Work task A - From the travel journal about a day of three surprises, quote the passage starting at "Well today was" and ending at "at the sky.".
Work task B - In one to three sentences, explain why, according to the travel journal about a day of three surprises, the writer and companion had the mother chamois and her baby all to themselves on the morning trail.

Document extract -

Well today was a day of three special surprises. The first came at about 2:30am when I got up out of bed in our mountain chata to use the outhouse (pictured below). By the way, the title of one of my travel essays is “At Night in the Loo,” because it’s actually a great thing to be forced out of bed by your body in the middle of the night to go outside. From my time backpacking and staying in various rustic accommodations, I’ve had many great experiences such as at 2:30 this morning, when I walked out and looked up at the sky.
After peeing in the loo pictured below, I walked up the hillside and laid down on my back to gaze at the multitude of stars. The Milky Way was brilliant. It was utterly silent (no generators or anything at the chata). But it’s a void of sound particular to high-altitude mountainsides, in which the silence carries the babbling water of melting snow across fields of small rocks, and the whisper of air caught in cul-de-sacs of sheer cliffs. You might think this contradicts the silence, but no, it’s just part of that particular type of silence. This is what makes me confident that god has not played a trick on me and somehow switched me over to some other reality…. that mountain silence is still the same. Lovely. And plus, I saw a shooting star.
Second special moment was hiking down the trail early in the morning back to our car. We came across a mother chamois and baby. We’d seen photos of them at the chata, and the day before we’d seen two off in the distance. But this morning we came across the mom and baby right in the trail. We had left the chata earlier than most people, so in the chilly morning silence, we had them all to ourselves. We watched them for about 10 or 15 minutes. The little one bounding around and up sheer rock faces as if they were but mole hills, while mother watched patiently from the corner of her eye. Adorable.
We drove to our next destination, Slovensky Raj national park. We’re quite upscale now at a real hotel that serves meals (lunch was delicious). We took a short hike after lunch to a lookout point. The flowers are tall and profuse and beautiful, and some I’ve never seen before. The third special moment came here, when we realized we were amid a forest of raspberries. Raspberry bushes that were as tall as, sometimes even taller than, our heads, densely packed into a literal forest of raspberries. At home in Colorado, raspberry bushes in the wild usually grow between knee- and waist-high. This mega flora was really cool. Naturally, we ate a bunch of berries. Some of them tasted like they’d been soaked in sugar. What a treat!

The data -
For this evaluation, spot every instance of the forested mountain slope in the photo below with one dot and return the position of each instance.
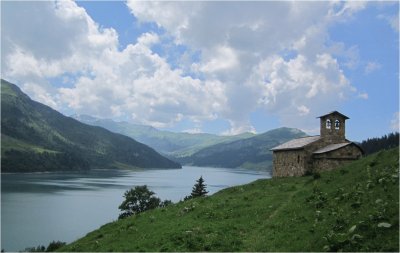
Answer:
(170, 143)
(251, 152)
(35, 137)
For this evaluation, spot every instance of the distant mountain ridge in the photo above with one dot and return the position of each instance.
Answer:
(253, 152)
(35, 137)
(246, 150)
(169, 143)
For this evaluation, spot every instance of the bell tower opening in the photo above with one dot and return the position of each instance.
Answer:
(332, 127)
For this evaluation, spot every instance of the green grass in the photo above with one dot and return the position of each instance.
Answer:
(353, 208)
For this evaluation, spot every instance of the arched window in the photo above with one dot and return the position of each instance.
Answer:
(337, 124)
(328, 124)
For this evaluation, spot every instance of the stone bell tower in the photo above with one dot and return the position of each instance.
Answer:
(333, 127)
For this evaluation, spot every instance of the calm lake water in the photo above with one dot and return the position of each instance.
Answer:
(38, 208)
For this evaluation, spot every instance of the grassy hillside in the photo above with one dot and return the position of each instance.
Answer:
(251, 152)
(353, 208)
(169, 143)
(35, 137)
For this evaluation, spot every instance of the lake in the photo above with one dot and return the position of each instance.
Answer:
(37, 208)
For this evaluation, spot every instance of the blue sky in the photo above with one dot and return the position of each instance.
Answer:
(216, 67)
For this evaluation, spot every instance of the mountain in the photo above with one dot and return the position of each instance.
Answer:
(252, 152)
(354, 208)
(168, 143)
(35, 137)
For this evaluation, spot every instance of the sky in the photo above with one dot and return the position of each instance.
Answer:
(214, 67)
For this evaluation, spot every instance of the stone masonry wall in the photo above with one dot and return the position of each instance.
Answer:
(289, 163)
(336, 158)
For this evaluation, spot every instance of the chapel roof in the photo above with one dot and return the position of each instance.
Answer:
(331, 147)
(334, 112)
(336, 146)
(297, 143)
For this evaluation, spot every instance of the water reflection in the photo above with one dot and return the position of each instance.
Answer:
(38, 208)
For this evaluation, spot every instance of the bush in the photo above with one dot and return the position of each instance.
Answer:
(54, 245)
(137, 200)
(199, 189)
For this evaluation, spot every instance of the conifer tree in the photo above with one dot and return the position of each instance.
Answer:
(199, 189)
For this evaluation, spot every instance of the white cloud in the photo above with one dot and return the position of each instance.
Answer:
(299, 89)
(238, 40)
(363, 95)
(240, 66)
(134, 82)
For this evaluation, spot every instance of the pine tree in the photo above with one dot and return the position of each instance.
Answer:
(199, 189)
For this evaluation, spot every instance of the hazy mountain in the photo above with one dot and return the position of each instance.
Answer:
(252, 152)
(170, 143)
(35, 137)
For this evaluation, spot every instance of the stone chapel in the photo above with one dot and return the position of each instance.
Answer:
(324, 152)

Result A -
Well today was a day of three special surprises. The first came at about 2:30am when I got up out of bed in our mountain chata to use the outhouse (pictured below). By the way, the title of one of my travel essays is “At Night in the Loo,” because it’s actually a great thing to be forced out of bed by your body in the middle of the night to go outside. From my time backpacking and staying in various rustic accommodations, I’ve had many great experiences such as at 2:30 this morning, when I walked out and looked up at the sky.

Result B - They had left the mountain chata earlier than most people. Because of that, they met the mother chamois and her baby in the chilly morning silence with no one else around.